-- begin Selection --

WARRANTS, OPTIONS AND CONVERTIBLE DEBENTURES

     The Company also has outstanding or is authorized to issue various warrants
and options exercisable to acquire up to an aggregate of approximately 2,570,000
shares of Common Stock at various exercise prices. The amount of Common Stock
issuable pursuant to these options and warrants will be reduced to one-fourth
the previous amounts and the per share exercise prices will be increased by a
factor of four.

     The Company also has outstanding $3,000,000 of convertible debentures which
are convertible into shares of Common Stock at the option of the debenture
holders. As the amount of Common Stock issuable pursuant to conversions of the
debentures depends on the market price of the Common Stock at the time of
conversion, any increase in market price resulting from the Reverse Split will
have the effect of reducing the number of shares issuable upon conversions of
the debentures.

-- end Selection --
-- begin Material --

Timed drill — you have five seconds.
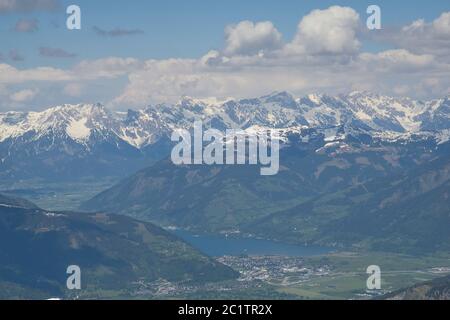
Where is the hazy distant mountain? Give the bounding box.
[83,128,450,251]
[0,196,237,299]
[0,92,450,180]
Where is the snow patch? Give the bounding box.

-- end Material --
-- begin Material --

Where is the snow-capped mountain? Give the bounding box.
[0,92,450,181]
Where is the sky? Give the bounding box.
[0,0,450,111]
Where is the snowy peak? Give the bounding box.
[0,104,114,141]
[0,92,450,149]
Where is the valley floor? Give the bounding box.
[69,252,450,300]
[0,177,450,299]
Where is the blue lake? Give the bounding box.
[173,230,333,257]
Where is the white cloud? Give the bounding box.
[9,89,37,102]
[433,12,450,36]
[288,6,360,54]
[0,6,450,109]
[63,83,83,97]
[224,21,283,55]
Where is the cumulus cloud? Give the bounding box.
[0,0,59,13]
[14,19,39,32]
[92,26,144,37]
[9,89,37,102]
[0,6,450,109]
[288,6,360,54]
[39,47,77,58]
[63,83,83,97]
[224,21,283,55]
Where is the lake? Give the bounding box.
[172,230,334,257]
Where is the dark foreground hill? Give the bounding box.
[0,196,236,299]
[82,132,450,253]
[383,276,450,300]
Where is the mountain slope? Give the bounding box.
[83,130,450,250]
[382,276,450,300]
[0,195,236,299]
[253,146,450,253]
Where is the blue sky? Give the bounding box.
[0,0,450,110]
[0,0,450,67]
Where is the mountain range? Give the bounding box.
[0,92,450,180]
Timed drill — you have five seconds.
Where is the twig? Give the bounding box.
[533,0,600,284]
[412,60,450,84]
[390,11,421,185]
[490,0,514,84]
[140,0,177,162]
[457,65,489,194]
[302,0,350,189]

-- end Material --

## Written request 1
Quote everything in the warrants and debentures passage from "The Company also has outstanding $3,000,000" down to "the debentures.".
## Written request 2
According to the warrants and debentures passage, what dollar amount of convertible debentures does the Company have outstanding?

## Finished answer 1
The Company also has outstanding $3,000,000 of convertible debentures which
are convertible into shares of Common Stock at the option of the debenture
holders. As the amount of Common Stock issuable pursuant to conversions of the
debentures depends on the market price of the Common Stock at the time of
conversion, any increase in market price resulting from the Reverse Split will
have the effect of reducing the number of shares issuable upon conversions of
the debentures.

## Finished answer 2
$3,000,000